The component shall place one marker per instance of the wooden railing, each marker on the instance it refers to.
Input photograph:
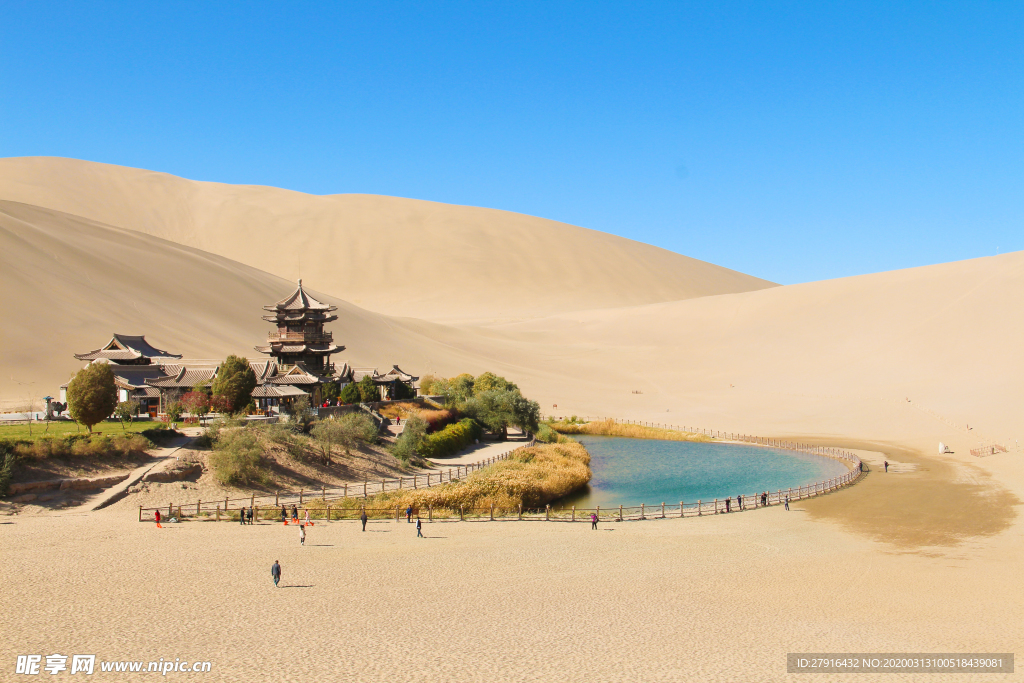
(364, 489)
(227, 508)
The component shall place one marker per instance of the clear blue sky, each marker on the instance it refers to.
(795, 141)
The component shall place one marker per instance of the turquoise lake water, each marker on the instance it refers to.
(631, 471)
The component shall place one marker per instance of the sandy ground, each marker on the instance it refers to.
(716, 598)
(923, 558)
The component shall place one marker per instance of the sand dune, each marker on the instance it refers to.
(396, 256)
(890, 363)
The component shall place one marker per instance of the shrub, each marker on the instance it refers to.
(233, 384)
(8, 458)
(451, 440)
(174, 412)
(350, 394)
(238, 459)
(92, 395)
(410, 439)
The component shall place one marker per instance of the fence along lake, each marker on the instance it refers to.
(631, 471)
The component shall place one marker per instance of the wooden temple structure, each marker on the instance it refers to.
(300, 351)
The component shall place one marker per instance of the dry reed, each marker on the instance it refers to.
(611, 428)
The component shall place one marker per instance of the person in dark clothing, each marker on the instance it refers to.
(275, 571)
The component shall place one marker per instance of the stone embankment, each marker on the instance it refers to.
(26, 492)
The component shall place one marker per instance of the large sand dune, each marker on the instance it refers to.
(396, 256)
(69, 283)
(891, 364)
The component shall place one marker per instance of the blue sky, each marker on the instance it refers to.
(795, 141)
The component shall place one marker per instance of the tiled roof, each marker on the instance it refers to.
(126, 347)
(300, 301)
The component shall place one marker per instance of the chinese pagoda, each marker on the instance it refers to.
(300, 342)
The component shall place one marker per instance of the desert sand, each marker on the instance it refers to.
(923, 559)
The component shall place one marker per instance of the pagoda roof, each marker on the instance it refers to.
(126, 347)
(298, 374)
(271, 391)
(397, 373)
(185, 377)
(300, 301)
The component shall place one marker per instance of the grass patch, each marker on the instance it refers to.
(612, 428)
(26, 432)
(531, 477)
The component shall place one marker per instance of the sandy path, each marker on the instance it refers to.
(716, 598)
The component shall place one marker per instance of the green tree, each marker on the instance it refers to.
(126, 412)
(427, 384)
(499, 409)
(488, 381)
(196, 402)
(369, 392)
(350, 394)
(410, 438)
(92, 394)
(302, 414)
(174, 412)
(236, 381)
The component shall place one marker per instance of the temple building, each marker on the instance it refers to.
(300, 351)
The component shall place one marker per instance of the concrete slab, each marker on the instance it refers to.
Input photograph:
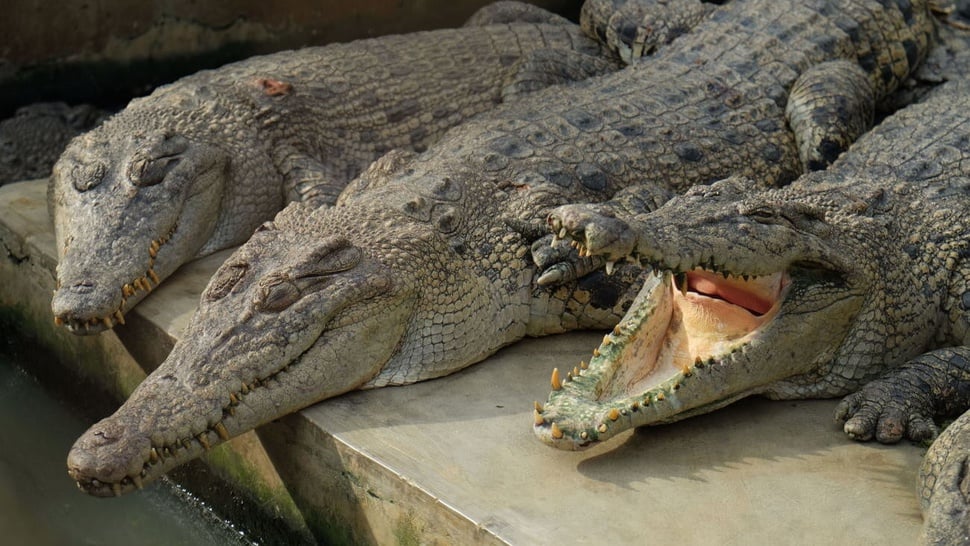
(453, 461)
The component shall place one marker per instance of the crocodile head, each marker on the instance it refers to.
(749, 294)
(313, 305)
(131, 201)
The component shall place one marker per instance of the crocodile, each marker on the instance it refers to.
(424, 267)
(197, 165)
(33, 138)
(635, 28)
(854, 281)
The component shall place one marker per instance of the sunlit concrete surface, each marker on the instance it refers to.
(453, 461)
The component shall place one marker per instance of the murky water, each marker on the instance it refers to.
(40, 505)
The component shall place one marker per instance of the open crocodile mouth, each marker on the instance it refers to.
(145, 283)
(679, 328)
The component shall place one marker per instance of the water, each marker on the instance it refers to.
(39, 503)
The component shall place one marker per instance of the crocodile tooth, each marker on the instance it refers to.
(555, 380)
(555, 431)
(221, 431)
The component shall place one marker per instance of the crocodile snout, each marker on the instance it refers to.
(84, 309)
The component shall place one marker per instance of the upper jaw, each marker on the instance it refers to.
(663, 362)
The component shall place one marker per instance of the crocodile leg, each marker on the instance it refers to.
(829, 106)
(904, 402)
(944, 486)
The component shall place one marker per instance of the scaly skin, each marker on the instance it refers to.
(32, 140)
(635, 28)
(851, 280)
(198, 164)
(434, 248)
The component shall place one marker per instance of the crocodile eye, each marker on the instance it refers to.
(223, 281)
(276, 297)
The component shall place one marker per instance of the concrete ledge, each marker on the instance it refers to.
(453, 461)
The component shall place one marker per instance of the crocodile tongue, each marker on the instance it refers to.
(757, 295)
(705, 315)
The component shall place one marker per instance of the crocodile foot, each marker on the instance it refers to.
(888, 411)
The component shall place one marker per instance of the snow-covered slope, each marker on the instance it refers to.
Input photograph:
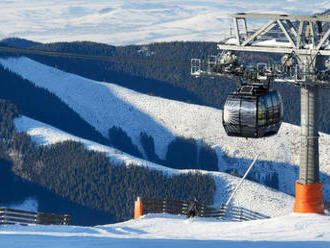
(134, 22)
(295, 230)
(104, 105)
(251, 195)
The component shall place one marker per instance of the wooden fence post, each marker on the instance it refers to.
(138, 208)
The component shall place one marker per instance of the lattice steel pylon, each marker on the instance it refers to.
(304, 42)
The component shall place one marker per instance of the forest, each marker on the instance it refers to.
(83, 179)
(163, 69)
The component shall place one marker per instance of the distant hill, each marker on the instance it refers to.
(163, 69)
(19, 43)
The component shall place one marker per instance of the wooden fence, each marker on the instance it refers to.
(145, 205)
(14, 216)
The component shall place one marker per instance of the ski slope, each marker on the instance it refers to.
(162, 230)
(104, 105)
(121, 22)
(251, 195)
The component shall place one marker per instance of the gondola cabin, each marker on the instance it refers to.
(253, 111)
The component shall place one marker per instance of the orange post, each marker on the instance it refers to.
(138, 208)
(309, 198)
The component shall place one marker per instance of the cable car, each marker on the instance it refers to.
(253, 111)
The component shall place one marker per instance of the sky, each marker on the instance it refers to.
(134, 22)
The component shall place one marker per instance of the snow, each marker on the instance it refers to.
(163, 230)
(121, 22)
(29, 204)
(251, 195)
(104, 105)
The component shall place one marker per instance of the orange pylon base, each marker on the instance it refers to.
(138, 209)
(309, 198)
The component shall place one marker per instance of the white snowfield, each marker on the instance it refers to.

::::::

» **What you are asked to do**: Print exactly the lines of the records from the one containing "the sky, each" through the end, and nothing besides them.

» **Answer**:
The component shall place one marker per instance of the sky, each marker on the instance it refers to.
(134, 22)
The component shall place one marker per instance of the snow, each marker on the instance it refers to.
(163, 230)
(121, 22)
(29, 204)
(251, 195)
(104, 105)
The component shall place one marker per instance of the orange pylon base, each marker on the instance it refers to.
(138, 209)
(309, 198)
The component shall place one marker per instance of the white snowfield, each marker on the instance it refers to.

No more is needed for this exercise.